* Objective
Turn the rows from the line with "Reviewer note: confirm that each instance of the blue" to the line with "[(439, 405)]", both included, into a JSON list of strings with one string per line and blank lines left out.

☆ ☆ ☆ ☆ ☆ ☆ ☆

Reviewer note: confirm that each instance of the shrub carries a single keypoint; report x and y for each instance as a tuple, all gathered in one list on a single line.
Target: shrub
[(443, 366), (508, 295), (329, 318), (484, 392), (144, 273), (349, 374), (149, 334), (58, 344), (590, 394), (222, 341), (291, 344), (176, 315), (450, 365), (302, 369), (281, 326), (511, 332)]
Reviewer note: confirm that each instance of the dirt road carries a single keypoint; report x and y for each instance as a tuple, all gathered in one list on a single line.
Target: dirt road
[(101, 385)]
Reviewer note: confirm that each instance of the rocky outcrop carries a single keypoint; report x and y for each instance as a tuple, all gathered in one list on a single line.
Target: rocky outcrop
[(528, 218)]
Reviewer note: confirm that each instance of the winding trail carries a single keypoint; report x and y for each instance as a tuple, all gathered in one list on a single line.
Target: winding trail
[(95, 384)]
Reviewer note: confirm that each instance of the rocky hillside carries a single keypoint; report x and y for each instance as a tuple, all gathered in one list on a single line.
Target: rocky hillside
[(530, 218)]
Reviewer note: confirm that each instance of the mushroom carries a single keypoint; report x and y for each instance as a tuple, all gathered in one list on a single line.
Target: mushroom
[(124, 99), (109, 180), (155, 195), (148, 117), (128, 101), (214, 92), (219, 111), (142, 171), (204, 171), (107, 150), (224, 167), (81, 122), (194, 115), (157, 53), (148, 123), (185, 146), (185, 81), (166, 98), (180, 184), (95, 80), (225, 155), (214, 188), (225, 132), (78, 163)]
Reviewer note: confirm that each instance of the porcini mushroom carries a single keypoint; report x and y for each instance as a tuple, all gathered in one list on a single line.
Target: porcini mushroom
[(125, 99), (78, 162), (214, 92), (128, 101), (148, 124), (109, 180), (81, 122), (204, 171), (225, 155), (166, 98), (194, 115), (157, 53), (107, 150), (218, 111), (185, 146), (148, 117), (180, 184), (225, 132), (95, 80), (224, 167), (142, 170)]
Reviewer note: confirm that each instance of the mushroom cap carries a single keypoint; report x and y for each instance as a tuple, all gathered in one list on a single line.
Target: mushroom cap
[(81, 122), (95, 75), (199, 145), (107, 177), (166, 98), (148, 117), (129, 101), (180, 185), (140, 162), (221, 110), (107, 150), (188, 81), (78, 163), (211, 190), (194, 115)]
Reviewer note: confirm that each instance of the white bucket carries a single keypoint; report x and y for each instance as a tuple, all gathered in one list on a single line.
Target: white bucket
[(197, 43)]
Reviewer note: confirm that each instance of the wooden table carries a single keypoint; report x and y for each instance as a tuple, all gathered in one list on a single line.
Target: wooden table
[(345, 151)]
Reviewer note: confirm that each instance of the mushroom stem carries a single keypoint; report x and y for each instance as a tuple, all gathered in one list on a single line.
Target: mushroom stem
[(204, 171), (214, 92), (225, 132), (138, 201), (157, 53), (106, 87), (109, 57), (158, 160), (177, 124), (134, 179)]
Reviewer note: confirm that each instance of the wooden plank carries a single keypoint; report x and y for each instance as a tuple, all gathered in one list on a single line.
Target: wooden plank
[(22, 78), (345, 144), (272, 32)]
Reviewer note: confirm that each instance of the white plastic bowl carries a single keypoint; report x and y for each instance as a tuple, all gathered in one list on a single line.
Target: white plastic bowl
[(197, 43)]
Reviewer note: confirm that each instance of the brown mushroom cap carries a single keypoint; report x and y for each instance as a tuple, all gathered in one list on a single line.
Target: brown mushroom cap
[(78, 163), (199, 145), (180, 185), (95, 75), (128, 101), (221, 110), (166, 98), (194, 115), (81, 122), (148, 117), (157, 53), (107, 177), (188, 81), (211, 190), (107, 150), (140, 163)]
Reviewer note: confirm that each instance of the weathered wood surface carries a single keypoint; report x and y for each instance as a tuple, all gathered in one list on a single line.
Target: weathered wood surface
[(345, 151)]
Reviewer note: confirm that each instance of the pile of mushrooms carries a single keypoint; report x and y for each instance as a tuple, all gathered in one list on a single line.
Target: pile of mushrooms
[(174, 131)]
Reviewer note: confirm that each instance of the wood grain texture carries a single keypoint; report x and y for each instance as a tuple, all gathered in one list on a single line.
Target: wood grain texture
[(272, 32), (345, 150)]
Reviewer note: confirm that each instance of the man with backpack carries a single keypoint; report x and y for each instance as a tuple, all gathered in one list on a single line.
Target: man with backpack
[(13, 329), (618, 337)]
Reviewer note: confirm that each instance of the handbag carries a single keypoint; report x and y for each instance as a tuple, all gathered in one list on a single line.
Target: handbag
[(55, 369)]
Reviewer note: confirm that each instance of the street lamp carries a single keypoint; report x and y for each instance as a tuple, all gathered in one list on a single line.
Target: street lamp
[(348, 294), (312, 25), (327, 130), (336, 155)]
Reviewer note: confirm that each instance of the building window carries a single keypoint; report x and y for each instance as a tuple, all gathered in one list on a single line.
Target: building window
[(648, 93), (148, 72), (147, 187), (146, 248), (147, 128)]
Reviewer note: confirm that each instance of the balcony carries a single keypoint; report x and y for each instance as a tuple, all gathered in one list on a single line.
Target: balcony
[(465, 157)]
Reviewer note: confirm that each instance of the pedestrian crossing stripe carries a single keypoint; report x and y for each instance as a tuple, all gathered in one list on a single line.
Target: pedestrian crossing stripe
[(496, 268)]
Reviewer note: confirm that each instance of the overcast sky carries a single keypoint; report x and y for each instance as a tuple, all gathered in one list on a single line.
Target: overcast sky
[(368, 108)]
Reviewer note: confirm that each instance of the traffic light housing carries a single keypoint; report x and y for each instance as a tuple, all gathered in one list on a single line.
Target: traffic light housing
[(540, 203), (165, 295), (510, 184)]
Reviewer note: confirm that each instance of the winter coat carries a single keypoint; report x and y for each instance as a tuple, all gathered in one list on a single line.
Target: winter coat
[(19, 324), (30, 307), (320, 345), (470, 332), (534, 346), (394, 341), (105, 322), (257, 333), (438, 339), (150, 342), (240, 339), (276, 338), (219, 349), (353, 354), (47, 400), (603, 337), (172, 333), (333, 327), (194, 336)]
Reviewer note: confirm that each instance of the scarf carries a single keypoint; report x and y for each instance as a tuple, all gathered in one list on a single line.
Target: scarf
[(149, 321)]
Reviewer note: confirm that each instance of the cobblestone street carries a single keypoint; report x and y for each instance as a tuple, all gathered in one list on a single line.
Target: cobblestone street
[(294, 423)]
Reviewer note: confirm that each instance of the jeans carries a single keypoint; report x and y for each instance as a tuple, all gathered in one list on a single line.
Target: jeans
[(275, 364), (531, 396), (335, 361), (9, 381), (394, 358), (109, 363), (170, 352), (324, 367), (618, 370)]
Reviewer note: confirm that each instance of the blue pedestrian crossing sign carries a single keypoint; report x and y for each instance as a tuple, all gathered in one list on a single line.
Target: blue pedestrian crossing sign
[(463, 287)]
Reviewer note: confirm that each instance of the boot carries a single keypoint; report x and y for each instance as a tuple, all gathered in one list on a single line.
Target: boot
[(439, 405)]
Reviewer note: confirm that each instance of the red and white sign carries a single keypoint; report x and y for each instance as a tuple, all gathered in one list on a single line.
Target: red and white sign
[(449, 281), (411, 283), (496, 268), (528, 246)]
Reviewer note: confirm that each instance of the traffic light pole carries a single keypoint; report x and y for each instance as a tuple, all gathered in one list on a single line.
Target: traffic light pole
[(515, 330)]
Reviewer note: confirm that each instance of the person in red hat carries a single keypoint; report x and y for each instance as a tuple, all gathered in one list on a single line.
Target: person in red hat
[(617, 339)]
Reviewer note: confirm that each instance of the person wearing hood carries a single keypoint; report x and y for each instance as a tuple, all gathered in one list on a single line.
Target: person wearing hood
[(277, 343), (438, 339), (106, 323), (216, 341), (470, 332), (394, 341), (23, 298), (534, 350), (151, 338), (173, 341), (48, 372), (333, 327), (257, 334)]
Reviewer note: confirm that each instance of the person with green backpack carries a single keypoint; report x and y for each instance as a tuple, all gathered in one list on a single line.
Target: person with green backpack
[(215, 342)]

☆ ☆ ☆ ☆ ☆ ☆ ☆

* The output
[
  "Reviewer note: confirm that each instance of the blue pedestrian crossing sign carries a single keypoint; report x and y for each instance as a tuple, all gathered in one list on a single line.",
  "Target: blue pedestrian crossing sign",
  "[(463, 287)]",
  "Reviewer note: confirm that each instance of the boot carries a single keypoint; report x and y for each instance as a tuple, all gathered in one list on a single line.",
  "Target: boot",
  "[(439, 405)]"
]